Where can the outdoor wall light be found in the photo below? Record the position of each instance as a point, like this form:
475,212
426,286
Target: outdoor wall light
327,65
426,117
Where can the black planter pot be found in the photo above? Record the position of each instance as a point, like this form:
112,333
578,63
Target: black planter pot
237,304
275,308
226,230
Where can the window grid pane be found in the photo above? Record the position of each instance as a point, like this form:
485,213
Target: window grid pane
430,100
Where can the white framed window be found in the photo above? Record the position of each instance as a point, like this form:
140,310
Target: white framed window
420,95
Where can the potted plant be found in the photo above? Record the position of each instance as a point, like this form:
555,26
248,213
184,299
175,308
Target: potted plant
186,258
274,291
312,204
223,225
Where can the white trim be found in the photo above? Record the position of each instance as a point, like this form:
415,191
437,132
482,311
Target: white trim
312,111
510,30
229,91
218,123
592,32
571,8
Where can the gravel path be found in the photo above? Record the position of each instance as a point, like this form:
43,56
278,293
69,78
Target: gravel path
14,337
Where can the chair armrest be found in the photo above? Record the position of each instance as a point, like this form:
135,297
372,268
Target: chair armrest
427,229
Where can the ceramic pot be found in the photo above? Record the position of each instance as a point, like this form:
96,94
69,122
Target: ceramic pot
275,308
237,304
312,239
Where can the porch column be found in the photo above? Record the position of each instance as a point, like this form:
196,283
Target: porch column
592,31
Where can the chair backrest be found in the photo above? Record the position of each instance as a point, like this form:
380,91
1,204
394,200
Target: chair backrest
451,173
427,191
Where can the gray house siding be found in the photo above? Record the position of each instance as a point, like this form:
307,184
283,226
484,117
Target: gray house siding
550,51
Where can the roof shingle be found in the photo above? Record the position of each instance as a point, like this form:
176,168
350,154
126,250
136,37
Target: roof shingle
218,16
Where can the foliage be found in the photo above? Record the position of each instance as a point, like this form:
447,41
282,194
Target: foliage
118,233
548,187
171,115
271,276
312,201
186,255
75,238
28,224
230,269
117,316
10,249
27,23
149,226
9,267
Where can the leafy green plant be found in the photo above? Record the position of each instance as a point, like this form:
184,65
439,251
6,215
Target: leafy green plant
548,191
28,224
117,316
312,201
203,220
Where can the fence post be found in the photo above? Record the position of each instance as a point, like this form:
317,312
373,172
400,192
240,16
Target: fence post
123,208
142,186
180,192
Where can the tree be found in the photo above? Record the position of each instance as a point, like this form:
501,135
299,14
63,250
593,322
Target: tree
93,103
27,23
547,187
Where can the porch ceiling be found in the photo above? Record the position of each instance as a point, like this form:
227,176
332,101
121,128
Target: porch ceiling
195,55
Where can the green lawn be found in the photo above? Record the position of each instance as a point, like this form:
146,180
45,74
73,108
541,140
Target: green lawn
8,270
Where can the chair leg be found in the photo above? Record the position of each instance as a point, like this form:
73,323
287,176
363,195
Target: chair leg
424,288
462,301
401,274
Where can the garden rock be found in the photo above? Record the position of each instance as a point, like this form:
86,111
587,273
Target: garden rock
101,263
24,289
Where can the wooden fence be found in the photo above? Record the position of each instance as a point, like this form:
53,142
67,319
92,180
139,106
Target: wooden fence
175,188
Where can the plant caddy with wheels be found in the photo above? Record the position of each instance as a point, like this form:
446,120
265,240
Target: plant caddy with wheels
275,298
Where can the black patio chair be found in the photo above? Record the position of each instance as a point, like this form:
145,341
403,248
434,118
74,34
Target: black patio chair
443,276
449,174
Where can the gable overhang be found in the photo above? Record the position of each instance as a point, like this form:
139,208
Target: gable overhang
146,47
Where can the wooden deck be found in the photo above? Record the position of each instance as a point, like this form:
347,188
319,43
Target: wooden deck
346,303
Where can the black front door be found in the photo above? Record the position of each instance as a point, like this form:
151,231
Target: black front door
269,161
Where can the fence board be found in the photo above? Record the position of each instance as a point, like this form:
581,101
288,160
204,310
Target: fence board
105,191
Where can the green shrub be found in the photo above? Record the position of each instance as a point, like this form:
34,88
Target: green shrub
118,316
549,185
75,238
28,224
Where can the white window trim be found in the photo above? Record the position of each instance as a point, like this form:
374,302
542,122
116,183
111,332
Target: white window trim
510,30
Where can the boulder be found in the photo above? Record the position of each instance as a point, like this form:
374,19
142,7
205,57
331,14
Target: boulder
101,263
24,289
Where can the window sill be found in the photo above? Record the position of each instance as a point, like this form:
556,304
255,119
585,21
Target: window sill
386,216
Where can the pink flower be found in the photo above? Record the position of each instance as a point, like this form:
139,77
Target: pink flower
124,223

▶ **Objective**: Every record shown above should be written out again exactly.

▶ **The answer**:
Where can the outdoor wall light be found in the photo below? Record the position of each instance as a point, like this form:
475,212
426,286
Target: outdoor wall light
327,65
426,117
Where can the black planter pot be found in the photo above? Record the position of each instance as a point, like this form:
112,333
578,63
Target: black planter pot
237,304
275,308
226,230
Where can the window grid pane be found in the photo above? Record the position of each instance as a point, like this form:
485,213
Target: window grid pane
430,100
Where can the white framed window be found in the photo above? Record the position of each instance as a point, like this form:
140,310
Target: white framed window
420,95
Where can the potted plant be found in the photo above? Record the position of each instance as a point, like this form:
555,26
248,213
184,299
175,308
Target: potted plant
186,258
274,291
312,204
223,225
Where can the white trim be found in the photo above? Record the position of each instance as a point, like this form:
415,191
437,132
482,311
Target: white trim
312,111
510,30
229,91
218,123
592,32
571,8
Where can the gravel path be found in the photo above? Record the position of each instance as a point, like this form:
43,56
278,293
69,78
Target: gravel path
14,337
Where can the chair armrest be found in the photo above? Record the position of each instance as a point, like this form:
135,297
372,268
Target: chair armrest
427,229
Where can the ceramic pot be found in the photo above? Record the position of each instance as a point, like this form:
96,94
69,122
Target: ceramic pot
275,308
237,304
312,239
Where can the porch column be found in the photo above? Record the position of each instance as a point, like this form:
196,283
Target: porch column
592,31
Where can the chair backrest be found in the photo above? Record the position of each instance as a point, like this form:
380,91
1,204
394,200
Target: chair backrest
451,173
427,191
Where can the gray house siding be found in the photo above? Record the position of each instance as a point, like this form:
307,184
283,226
484,117
Target: gray house siding
550,51
Where can the roof shingle be found in the photo above? Record the position of each instance as a point, like this form:
176,168
350,154
126,250
136,37
Target: roof shingle
218,16
Where can the foliage be found in the photo above? Record the position of each instance as a point, like this form:
447,41
282,194
Target: foliage
118,233
548,187
171,115
271,276
312,201
186,255
75,238
28,224
230,269
117,316
10,249
27,23
149,226
9,267
Where can the leafy green plant be found in the photo above? Record the position of each instance as a point, like this form:
184,65
439,251
6,215
Target: leafy green plant
548,191
28,224
117,316
312,201
203,220
Where can the fence post be found in the photo above? Record the position of each instance as a point, like this form:
317,312
373,172
400,192
240,16
Target: fence post
123,208
142,186
180,192
Where can the tree be found in the photo above? Record the position of each instance as a point, like this form:
501,135
299,14
63,250
593,322
Target: tree
93,103
27,23
547,187
Where can the porch ceiling be found in the photo above? Record the position of each instance as a point, like this form:
227,176
332,101
121,128
Target: porch ceiling
195,55
Where can the green lawn be found in the photo above? Record the position of each instance as a point, like this form:
146,180
45,74
73,108
541,140
Target: green lawn
8,270
Where can the chair leg be found in the photo above? Record the position of each instance as a point, like this form:
73,323
287,176
363,195
Target: chair leg
424,288
462,301
401,274
Where can the garden rock be found in the photo above? Record the position of each instance as a point, like this form:
86,111
587,273
Target: garden rock
101,263
24,289
Where can the wooden fence be found in the photo above? Record the position of each instance as a point, like this form:
53,142
67,319
92,180
139,106
Target: wooden fence
175,188
Where can the plant caddy with wheels be found in the photo above? Record the position of each instance as a point, like this form:
446,120
265,240
Target: plant caddy with wheels
275,298
Where can the black patio chair be found in the photo above? Record the position of each instance as a point, like this form:
145,341
403,248
434,118
74,34
Target: black patio chair
443,276
449,174
Where can the gable overhang be found in the photo above? Record the position of each instance as a point, like this form:
139,208
Target: gable overhang
146,47
Where can the wooden deck be found in the photo above? Record the position of each instance as a point, like this form:
347,188
319,43
Target: wooden deck
346,303
Where can the black front door be found in the photo above? Record the position of each instance as a point, like this form:
151,231
Target: black front door
269,161
Where can the fence board be found in the photo above? Record the position of each instance as a point, like this form:
581,101
288,160
204,310
Target: fence board
105,191
Where can the green shrub be found in the photo above? Record the position of each instance as a point, like this form:
34,88
Target: green shrub
118,316
549,185
75,238
28,224
Where can the white window trim be found in the photo above? Record the position of each instance as a point, like this form:
374,302
542,122
116,183
111,332
Target: white window trim
510,30
Where can the boulder be found in the photo above? Record the position of each instance as a point, like this form:
374,19
142,7
205,57
331,14
Target: boulder
101,263
24,289
Where can the window sill be found in the photo above? Record the position of each instance as a point, like this form:
556,304
255,119
585,21
Target: window sill
386,216
Where can the pink flower be found in the photo above? Record the position of each instance as a point, like this form:
139,77
Target: pink flower
124,223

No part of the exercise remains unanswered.